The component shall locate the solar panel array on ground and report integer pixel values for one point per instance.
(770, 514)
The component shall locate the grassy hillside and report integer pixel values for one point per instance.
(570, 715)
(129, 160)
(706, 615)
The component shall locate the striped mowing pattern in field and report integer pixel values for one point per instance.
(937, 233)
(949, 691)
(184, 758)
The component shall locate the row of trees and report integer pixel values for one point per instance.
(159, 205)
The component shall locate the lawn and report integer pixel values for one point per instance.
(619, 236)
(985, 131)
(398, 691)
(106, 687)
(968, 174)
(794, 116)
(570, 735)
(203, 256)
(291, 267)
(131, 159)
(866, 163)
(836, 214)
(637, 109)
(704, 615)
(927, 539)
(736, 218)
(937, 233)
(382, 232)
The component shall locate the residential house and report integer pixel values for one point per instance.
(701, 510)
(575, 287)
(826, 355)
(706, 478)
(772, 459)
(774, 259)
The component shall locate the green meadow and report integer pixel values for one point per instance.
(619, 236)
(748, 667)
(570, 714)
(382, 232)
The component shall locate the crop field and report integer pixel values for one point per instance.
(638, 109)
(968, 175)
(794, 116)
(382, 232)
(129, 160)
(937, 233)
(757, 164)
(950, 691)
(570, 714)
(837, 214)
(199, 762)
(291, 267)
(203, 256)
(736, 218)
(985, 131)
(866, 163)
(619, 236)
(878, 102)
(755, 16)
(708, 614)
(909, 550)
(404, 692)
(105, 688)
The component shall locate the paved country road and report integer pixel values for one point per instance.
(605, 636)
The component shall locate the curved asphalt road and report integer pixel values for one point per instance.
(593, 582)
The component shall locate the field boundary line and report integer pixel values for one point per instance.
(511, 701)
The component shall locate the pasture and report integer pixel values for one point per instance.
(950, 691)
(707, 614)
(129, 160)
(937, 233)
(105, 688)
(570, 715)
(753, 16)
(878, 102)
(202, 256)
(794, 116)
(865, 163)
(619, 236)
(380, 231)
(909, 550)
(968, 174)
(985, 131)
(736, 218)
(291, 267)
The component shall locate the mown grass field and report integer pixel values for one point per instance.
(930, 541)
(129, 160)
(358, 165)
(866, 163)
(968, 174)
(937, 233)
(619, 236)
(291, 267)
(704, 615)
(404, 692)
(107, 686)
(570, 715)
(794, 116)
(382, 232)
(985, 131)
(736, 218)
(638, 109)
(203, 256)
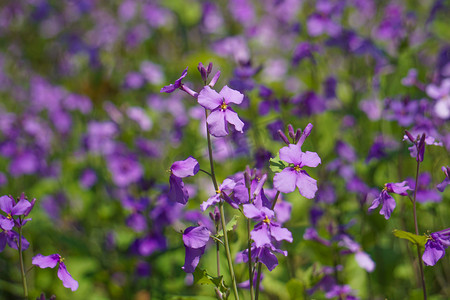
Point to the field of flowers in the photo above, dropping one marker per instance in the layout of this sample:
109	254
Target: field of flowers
230	149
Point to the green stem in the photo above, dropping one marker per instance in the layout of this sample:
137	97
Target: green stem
258	280
416	227
222	215
22	268
250	271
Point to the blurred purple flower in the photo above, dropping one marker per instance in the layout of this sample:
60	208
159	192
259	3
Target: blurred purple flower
435	246
221	113
441	186
386	200
50	262
179	170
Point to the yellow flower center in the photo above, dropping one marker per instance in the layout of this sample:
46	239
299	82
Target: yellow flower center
223	106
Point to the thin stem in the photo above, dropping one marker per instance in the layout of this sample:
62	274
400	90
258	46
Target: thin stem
258	280
206	172
416	226
275	200
22	268
250	271
222	215
227	251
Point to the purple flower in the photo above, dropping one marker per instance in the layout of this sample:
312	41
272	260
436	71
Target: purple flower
293	176
435	246
224	189
195	240
424	193
264	254
50	262
8	205
178	170
267	229
221	112
176	85
11	238
386	200
441	186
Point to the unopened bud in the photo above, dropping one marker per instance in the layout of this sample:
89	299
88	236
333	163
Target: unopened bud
208	71
283	137
291	131
410	137
214	79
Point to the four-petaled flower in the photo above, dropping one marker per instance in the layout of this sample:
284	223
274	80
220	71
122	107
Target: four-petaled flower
50	262
294	176
221	112
435	246
386	200
267	228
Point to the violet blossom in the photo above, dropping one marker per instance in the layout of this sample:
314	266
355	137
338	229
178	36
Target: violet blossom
50	262
8	205
294	176
267	229
221	112
441	186
386	200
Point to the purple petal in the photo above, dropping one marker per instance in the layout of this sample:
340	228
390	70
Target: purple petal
231	96
285	180
196	237
185	168
209	98
310	159
252	212
375	204
6	224
177	191
46	261
21	207
291	154
66	278
216	123
280	234
6	204
260	236
433	252
211	201
3	239
307	186
388	207
268	258
233	118
192	258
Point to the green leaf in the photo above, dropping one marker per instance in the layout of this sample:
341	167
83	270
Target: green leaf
230	226
277	165
413	238
202	277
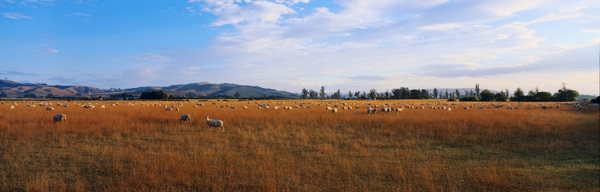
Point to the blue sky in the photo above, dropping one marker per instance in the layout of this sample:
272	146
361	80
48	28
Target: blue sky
291	44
+--
* Exercise task
Revise all the entries above, swapping "purple petal" for "violet petal" wherever it occurs and keeping every other word unchanged. Leave the pictures out of your version.

* Response to the exercise
The component shall locate the solar panel array on ground and report integer pixel values for one point per instance.
(770, 514)
The component shall locate the grassy hillside and report integer pixel values for one point per instance.
(570, 715)
(129, 160)
(706, 615)
The component shall locate the striped mowing pattern in field and report integer pixel values for one point per instance.
(937, 233)
(949, 691)
(184, 758)
The component shall locate the row of trees and report integer pixel values for one point per instance.
(159, 205)
The component shall locate the lawn and report integer pixel values for one point per instance.
(619, 236)
(985, 131)
(398, 691)
(106, 687)
(968, 174)
(794, 116)
(570, 735)
(203, 256)
(291, 267)
(131, 159)
(866, 163)
(836, 214)
(637, 109)
(704, 615)
(927, 539)
(736, 218)
(937, 233)
(382, 232)
The component shall locate the residential house and report integer pixel values for one point per instance.
(701, 510)
(575, 287)
(826, 355)
(706, 478)
(772, 459)
(774, 259)
The component shall locate the green meadow and report integer pixel values for one point per instance.
(619, 236)
(748, 667)
(570, 714)
(382, 232)
The component shall locate the crop field and report integer pixel values for one point per instance.
(638, 109)
(968, 175)
(794, 116)
(382, 232)
(129, 160)
(937, 233)
(757, 164)
(950, 691)
(570, 714)
(837, 214)
(199, 762)
(291, 267)
(203, 256)
(736, 218)
(985, 131)
(866, 163)
(619, 236)
(878, 102)
(755, 16)
(708, 614)
(909, 550)
(404, 692)
(105, 688)
The component shall locate the paved country road and report integer pixel values for one point per instance.
(605, 636)
The component shall locate the curved asphalt road and report integer pixel values for one point per instance.
(593, 582)
The component shall locate the field boundary line and report integer pixel values for one point per instance.
(511, 701)
The component shall locate the pasture and report integer pixel values for one point per instance.
(950, 691)
(707, 614)
(129, 160)
(937, 233)
(105, 688)
(570, 715)
(753, 16)
(878, 102)
(202, 256)
(794, 116)
(865, 163)
(619, 236)
(380, 231)
(909, 550)
(968, 174)
(985, 131)
(736, 218)
(291, 267)
The component shall locate the mown grass field and report integer pixel values for one point per instance.
(930, 541)
(129, 160)
(358, 165)
(866, 163)
(968, 174)
(937, 233)
(619, 236)
(291, 267)
(704, 615)
(404, 692)
(107, 686)
(570, 715)
(794, 116)
(382, 232)
(985, 131)
(736, 218)
(638, 109)
(203, 256)
Point to the field of flowers in the photo above, dropping one marker per instance in the layout of this sample:
109	254
Target: field of flowers
230	149
Point to the green stem in the photo above, dropping one marker per instance in the layout of this sample:
137	97
Target: green stem
258	280
416	227
222	215
22	268
250	271
Point to the blurred purple flower in the photo above, dropping one marker per instance in the layout of this sample:
60	208
159	192
259	3
Target: blurred purple flower
435	246
221	113
441	186
386	200
50	262
179	170
Point to the yellow flower center in the photo above, dropping one marker per instance in the layout of this sample:
46	239
299	82
Target: yellow flower center
223	106
Point to the thin stem in the photo above, dropping one marker per instance in the layout of this sample:
62	274
400	90
258	46
Target: thin stem
258	280
206	172
416	226
275	200
22	268
250	271
222	215
227	251
Point to the purple flower in the photo above, dropping one marker per instance in the layout of this sample:
312	41
272	260
436	71
Target: purple flower
293	176
435	246
224	189
195	240
424	193
264	254
50	262
8	205
178	170
267	229
221	112
176	85
11	238
386	200
441	186
Point to the unopened bud in the photo above, dropping one marker per instance in the layout of this sample:
89	299
88	236
333	163
Target: unopened bud
208	71
283	137
291	131
410	137
214	79
Point to the four-petaled flower in the photo above, dropping one marker per instance in the layout of this sample:
284	223
274	80
220	71
122	107
Target: four-petaled flower
50	262
294	176
221	112
435	246
386	200
267	228
Point to the violet blossom in the photo above, dropping one marker per instance in the layout of this sample:
314	266
355	137
338	229
178	36
Target: violet blossom
50	262
8	205
294	176
267	229
221	112
441	186
386	200
Point to the violet petal in the photo above, dropping one marker per instance in the layout of this sample:
340	228
390	70
Target: violet petal
231	96
285	180
196	237
185	168
209	98
310	159
252	212
375	204
6	224
177	191
46	261
21	207
291	154
66	278
216	123
280	234
6	204
260	236
433	252
211	201
3	239
307	186
388	207
268	258
233	118
192	258
Point to the green leaf in the photo above, dropping one marker per instance in the layout of this sample:
341	167
83	270
Target: green leaf
230	226
277	165
413	238
202	277
Point to the blue sky in the photo above, dropping one marker per instance in the layout of this sample:
272	146
361	80
48	28
Target: blue sky
291	44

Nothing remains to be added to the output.